Copy the entries from the line holding "the dark scale" through the line holding "Phrase: dark scale pattern", inclusive, with "dark scale pattern" changed to "striped scale pattern" and nothing else altered.

Raw records:
— Start —

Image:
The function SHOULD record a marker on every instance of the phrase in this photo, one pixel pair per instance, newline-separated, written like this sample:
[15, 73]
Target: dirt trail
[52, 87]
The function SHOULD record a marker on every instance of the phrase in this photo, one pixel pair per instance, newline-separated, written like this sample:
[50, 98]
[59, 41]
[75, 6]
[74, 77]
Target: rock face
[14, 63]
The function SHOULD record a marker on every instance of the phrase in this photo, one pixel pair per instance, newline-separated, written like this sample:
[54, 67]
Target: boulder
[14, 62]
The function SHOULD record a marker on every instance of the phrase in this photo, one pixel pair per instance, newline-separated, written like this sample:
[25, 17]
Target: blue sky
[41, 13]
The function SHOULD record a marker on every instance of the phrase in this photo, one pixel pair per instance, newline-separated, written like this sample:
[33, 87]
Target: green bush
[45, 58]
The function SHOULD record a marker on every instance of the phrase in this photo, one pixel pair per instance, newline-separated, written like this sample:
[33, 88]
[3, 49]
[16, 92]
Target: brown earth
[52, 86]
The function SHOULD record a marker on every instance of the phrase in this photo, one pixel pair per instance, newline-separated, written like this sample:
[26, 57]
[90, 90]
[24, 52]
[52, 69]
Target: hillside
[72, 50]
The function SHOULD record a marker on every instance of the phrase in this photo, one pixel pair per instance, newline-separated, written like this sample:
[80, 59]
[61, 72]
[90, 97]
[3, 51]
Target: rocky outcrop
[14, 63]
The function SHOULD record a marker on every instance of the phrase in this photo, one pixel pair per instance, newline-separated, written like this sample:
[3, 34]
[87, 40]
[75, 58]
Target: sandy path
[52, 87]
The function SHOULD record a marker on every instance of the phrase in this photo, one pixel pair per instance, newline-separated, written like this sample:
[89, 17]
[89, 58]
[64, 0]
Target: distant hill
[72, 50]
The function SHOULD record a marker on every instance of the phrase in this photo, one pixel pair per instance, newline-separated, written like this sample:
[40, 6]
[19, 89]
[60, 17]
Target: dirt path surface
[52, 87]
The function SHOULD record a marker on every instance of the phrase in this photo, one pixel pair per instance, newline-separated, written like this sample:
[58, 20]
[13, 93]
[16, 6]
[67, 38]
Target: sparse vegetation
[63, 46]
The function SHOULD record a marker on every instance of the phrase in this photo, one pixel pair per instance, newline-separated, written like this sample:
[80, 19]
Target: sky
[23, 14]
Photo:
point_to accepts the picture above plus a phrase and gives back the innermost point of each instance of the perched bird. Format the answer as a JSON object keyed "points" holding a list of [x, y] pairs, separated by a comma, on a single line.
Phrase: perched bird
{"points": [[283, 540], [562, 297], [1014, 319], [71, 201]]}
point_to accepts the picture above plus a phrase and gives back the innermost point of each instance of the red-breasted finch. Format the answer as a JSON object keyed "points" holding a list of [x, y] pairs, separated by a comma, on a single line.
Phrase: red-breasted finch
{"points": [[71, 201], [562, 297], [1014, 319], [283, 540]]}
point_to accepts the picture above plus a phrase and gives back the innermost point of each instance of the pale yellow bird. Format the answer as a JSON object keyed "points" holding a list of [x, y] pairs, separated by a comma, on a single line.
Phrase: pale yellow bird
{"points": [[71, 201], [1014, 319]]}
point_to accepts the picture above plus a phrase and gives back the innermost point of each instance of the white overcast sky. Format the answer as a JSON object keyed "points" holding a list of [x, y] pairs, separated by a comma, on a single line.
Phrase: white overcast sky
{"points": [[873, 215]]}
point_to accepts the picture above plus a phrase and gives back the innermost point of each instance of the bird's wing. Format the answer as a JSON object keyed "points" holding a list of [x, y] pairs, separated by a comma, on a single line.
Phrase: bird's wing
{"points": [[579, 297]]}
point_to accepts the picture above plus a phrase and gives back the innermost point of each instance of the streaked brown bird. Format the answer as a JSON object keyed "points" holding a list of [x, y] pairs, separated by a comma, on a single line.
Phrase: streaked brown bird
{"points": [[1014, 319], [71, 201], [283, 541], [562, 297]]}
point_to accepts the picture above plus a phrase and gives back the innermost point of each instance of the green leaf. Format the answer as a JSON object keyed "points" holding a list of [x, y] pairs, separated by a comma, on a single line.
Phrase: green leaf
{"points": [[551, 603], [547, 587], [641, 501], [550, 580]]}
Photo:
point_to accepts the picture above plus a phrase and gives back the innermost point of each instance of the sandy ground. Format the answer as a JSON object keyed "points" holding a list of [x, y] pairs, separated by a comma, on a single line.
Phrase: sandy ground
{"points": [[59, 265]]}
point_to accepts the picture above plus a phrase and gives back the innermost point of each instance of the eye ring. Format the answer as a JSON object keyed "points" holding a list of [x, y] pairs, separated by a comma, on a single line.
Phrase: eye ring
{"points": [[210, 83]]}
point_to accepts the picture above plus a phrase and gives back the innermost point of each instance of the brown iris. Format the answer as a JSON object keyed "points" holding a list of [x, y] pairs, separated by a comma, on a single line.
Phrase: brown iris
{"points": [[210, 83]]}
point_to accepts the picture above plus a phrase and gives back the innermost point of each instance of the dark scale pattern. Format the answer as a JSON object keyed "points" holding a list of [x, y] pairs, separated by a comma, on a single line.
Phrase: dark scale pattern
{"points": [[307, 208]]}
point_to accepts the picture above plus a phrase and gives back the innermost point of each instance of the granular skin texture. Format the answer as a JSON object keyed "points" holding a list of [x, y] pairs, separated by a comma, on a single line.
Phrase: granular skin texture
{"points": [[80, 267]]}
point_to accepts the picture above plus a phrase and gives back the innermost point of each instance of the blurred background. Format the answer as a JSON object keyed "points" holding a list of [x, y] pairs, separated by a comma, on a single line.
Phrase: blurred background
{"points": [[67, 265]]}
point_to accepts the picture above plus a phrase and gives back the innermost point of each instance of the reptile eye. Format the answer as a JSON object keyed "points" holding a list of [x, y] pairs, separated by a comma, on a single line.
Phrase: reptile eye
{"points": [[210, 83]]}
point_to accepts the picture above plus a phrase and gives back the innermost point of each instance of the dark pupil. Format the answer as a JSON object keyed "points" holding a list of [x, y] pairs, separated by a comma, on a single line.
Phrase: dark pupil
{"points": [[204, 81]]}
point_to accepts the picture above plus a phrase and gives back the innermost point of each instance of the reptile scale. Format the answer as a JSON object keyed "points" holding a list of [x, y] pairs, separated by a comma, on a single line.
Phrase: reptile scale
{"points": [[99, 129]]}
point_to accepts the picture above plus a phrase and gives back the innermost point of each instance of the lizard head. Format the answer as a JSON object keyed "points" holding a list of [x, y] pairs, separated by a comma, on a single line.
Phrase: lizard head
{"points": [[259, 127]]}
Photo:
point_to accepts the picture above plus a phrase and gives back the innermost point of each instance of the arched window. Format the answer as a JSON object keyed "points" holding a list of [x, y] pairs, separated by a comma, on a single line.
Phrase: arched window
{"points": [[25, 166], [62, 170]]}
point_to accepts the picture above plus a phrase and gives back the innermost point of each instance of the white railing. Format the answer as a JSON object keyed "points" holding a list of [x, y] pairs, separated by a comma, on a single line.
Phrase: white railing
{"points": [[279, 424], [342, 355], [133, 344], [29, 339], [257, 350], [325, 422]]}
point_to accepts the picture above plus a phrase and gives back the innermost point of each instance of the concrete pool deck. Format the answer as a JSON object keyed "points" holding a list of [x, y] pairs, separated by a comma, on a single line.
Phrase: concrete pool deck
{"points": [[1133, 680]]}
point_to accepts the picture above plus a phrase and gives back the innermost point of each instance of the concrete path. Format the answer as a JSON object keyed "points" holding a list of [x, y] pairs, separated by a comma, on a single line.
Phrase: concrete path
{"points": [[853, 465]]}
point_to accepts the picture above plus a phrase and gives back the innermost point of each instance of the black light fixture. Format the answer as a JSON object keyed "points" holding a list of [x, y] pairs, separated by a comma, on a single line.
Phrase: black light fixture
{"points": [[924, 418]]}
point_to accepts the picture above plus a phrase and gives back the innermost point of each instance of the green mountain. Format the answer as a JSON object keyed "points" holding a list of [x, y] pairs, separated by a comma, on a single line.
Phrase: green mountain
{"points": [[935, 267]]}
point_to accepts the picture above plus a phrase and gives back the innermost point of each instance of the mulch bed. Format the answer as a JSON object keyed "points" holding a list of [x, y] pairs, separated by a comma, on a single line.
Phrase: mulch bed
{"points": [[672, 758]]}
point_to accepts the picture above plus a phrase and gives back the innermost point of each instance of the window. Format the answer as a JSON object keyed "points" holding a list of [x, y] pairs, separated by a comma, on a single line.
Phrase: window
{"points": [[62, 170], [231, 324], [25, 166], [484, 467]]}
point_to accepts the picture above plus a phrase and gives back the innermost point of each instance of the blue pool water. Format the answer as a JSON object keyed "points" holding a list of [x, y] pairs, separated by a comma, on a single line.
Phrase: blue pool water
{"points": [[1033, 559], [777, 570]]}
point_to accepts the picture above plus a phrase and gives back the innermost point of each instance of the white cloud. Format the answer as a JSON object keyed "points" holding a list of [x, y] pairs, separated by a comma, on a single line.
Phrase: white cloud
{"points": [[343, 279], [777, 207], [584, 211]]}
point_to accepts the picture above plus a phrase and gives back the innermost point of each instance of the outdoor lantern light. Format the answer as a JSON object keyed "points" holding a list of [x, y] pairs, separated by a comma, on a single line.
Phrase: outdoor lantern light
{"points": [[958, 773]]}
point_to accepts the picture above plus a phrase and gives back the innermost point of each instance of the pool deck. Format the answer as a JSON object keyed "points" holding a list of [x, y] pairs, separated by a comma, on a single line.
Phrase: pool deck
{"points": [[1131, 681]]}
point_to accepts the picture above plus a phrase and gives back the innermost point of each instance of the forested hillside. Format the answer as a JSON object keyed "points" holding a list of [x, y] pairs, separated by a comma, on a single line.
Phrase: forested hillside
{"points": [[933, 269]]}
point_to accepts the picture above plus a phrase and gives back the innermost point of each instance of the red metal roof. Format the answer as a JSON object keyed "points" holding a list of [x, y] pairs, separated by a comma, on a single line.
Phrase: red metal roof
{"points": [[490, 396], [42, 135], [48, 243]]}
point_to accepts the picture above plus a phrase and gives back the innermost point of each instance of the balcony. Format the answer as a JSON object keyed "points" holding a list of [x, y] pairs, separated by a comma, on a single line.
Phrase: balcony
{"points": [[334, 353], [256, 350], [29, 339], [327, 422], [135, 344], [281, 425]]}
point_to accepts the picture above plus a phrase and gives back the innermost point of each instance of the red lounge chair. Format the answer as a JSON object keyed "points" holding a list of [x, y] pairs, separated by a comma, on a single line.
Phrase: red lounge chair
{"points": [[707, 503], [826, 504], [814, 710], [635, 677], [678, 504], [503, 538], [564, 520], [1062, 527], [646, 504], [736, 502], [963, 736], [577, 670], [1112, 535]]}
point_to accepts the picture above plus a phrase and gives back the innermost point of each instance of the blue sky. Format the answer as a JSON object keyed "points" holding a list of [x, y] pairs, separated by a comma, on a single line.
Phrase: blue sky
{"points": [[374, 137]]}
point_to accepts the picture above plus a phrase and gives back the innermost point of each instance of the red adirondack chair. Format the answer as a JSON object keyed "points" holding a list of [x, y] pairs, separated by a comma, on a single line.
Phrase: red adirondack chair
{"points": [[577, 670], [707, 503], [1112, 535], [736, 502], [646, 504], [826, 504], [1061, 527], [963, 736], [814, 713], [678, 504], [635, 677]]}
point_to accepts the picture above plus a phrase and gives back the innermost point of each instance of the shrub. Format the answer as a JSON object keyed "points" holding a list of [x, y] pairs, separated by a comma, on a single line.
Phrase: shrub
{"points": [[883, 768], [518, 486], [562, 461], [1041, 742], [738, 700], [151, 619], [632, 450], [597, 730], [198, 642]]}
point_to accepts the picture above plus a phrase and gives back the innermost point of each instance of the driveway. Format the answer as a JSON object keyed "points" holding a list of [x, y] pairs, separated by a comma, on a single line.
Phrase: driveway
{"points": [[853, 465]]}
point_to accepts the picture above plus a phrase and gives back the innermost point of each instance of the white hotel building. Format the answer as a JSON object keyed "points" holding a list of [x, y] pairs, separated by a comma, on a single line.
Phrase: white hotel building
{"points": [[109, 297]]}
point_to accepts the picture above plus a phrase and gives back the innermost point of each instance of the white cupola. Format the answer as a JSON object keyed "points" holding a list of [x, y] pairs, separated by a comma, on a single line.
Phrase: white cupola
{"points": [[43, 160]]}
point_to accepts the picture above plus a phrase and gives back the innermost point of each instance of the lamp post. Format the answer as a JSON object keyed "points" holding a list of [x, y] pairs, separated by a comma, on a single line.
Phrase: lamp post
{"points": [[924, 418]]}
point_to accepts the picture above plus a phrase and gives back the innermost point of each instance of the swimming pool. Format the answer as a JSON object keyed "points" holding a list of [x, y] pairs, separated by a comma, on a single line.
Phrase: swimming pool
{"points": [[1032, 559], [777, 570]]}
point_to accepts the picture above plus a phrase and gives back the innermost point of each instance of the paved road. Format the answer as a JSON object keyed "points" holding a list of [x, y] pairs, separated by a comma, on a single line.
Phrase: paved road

— End —

Full solution:
point_to accepts the picture above plus a phrase and gives back the innermost point of each instance of the striped scale pattern. Format the answer as a JSON object keyed "points" holding a list of [x, y] pairs, separated by a comma, on a single line.
Phrase: striped scale pattern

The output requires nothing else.